[Assigned task]: Give the records below again, word for word. No pictures belong in the copy.

[Data extracts]:
####

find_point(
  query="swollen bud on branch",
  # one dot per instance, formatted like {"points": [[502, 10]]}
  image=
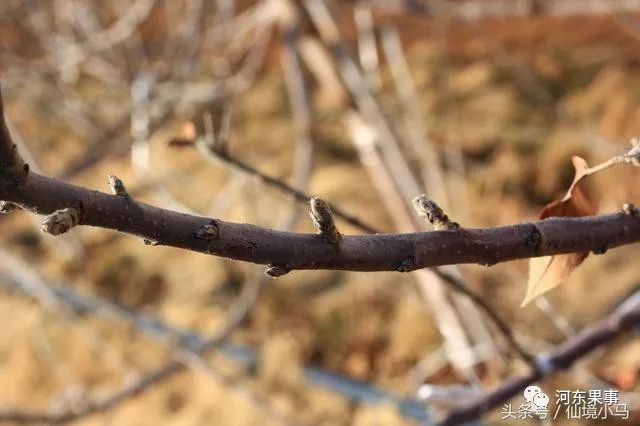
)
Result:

####

[Answer space]:
find_point(
  query="swollen bud on branch",
  # one dot per instance, formatted like {"points": [[502, 10]]}
  image=
)
Result:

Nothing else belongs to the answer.